BEGIN Records to process

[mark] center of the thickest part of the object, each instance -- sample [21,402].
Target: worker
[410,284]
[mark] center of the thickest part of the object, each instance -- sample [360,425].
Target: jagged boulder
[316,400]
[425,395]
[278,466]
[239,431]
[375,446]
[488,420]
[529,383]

END Records to process

--- Task prompt ---
Every line above that holds the word "object" is to be found and copied.

--- Solved problem ---
[mark] center of the thickest part of the object, each instance -- sample [21,402].
[mark] center of the thickest part of the object, each instance -- sample [360,425].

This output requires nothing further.